## SUPPLIED RECORDS

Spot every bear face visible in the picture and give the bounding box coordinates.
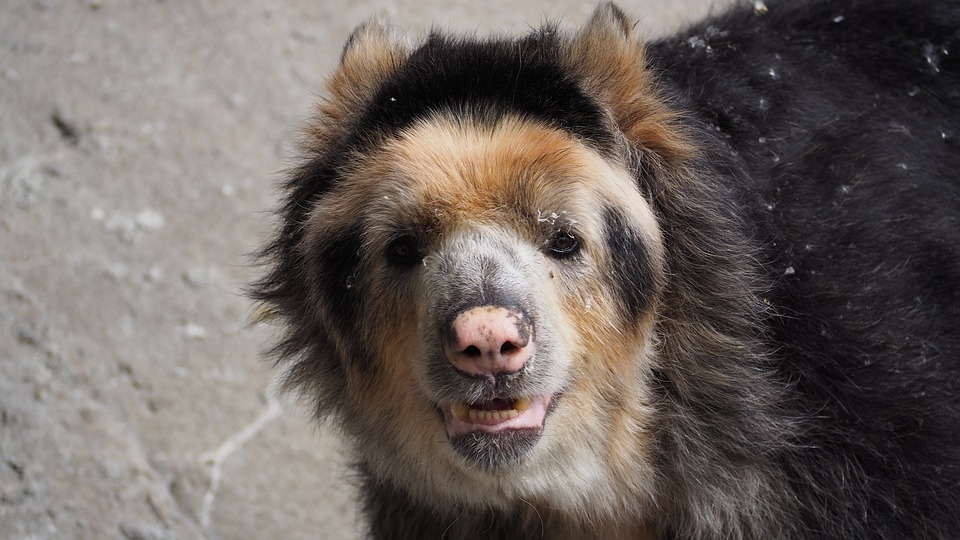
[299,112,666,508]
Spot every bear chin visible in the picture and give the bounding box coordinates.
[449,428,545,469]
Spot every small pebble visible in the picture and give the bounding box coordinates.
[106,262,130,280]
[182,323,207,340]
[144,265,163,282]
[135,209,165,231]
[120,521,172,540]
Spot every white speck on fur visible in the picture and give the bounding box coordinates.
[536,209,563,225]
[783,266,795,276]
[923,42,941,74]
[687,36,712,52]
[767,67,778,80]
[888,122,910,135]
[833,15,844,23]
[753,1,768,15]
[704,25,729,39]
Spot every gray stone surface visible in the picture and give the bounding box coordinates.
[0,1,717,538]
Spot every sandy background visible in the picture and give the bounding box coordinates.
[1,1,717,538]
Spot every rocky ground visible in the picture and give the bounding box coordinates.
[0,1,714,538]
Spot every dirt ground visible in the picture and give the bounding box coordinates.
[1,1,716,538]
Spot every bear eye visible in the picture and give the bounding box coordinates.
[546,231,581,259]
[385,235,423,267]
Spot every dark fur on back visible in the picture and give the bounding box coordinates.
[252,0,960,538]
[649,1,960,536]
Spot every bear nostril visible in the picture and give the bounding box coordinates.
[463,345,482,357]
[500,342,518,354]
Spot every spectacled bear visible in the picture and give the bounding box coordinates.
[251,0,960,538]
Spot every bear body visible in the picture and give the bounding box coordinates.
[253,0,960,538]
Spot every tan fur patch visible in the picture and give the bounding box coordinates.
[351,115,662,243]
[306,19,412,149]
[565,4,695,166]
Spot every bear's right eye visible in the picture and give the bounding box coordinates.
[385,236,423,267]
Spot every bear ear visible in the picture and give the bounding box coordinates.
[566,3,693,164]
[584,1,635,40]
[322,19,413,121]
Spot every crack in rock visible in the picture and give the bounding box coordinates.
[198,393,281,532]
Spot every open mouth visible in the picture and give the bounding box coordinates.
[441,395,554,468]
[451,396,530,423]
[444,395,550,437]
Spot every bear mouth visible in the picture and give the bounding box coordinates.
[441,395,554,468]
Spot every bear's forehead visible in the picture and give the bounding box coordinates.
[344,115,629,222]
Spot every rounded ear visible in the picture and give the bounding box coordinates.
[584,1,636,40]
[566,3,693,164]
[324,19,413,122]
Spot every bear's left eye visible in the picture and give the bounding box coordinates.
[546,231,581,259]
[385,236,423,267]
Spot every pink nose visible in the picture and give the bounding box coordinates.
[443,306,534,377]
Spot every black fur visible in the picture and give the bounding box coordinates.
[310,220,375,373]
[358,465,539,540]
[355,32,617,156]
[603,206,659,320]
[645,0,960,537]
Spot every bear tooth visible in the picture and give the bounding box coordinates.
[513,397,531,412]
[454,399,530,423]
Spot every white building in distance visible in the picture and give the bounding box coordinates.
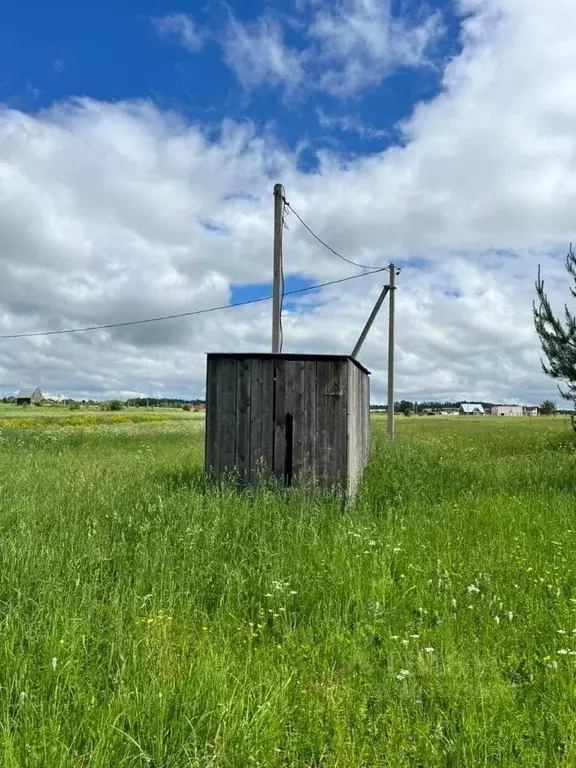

## WORK TASK
With the pictures left out, write out all of the data exactly.

## EXERCISE ANSWER
Spot every bear face visible in the picture and give the bounding box coordinates.
[299,112,666,508]
Spot every bear chin visible in the picture and give the bounding box coordinates.
[449,428,545,469]
Spot every small pebble visible in the picture and give the bounding box coordinates.
[106,262,130,280]
[182,323,207,340]
[144,265,163,282]
[135,209,165,231]
[120,521,172,540]
Spot every white speck on fur visible in the picture and give the bounding box coordinates.
[536,209,563,225]
[783,266,795,276]
[923,42,941,74]
[687,36,712,52]
[767,67,778,80]
[888,122,910,135]
[833,15,844,23]
[753,1,768,15]
[704,25,729,39]
Spot every gray stone surface visible in the picture and give the bounding box coordinates.
[0,1,717,538]
Spot every sandy background visible in the picture and give the bounding box coordinates.
[1,1,717,538]
Spot every rocky ground visible in the picture and give the bounding box coordinates.
[0,1,714,538]
Spot every dirt ground visible in the picture and give the bounding box coordinates.
[1,1,716,538]
Spot every bear eye visible in the picture and give the bounding box coordinates.
[546,231,581,259]
[385,235,423,267]
Spot every dark fur on back visible in the picture and give the bounding box coordinates.
[252,0,960,538]
[649,1,960,536]
Spot every bear nostril visible in the picture and give the bounding box coordinates.
[463,345,482,357]
[500,342,518,354]
Spot every spectacled bear visible in the picture and give the bounding box coordinates.
[251,0,960,538]
Spot every bear body visible in the picture and give the bounding box coordinates.
[253,0,960,538]
Spot every tan fur patch visible in the picture and give the bounding box coordinates.
[351,115,662,243]
[306,19,412,149]
[565,4,695,166]
Spot every bear's right eye visible in the picture and give the bounding box coordinates.
[385,236,423,267]
Spot every bear ear visible in the picture and give the bounding box coordinates.
[566,3,693,164]
[584,1,635,40]
[322,19,413,121]
Spot every crack in rock visible in the picture and give the bounding box coordinates.
[198,393,281,532]
Spot every open mouth visible in the picture and give the bounding box coordinates.
[441,395,554,468]
[451,396,530,423]
[444,395,550,437]
Spot every bear mouth visible in the picture and give the bounding box coordinates.
[441,395,554,468]
Spot every bear's forehead visible in the picture and give the bounding box coordinates.
[344,115,629,222]
Spot every rounded ear visible in the picture and give the bounding box coordinates.
[584,1,636,40]
[566,3,693,164]
[324,19,413,122]
Spot every bear's left eye visible in the picture and give the bounding box coordinates.
[546,231,581,259]
[385,236,423,267]
Spot every pink nose visible in the picture and give the bounding box coordinates.
[443,306,534,377]
Spot every black fur visible in the picture and give the bounding box coordinates.
[310,220,375,373]
[358,465,539,540]
[355,32,617,156]
[603,206,659,320]
[645,0,960,537]
Spot every bear tooth visible in the picture and give the bounding box coordinates.
[513,397,531,412]
[454,399,530,423]
Spot every white building in distance visible in the picture and give the bounding box coordinates.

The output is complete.